PROVIDED RECORDS:

>>

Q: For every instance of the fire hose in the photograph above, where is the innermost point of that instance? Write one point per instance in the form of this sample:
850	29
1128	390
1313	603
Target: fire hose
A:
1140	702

<<

GIVEN TASK: Copy the records above line for line, without changing anything.

ANSWER TO THIS TASK:
Q: For every instance of the fire hose in the photograph above, where is the innermost point of that instance? Write one point per instance in the form of this sample:
850	29
1128	390
1313	603
Target: fire hose
A:
1140	702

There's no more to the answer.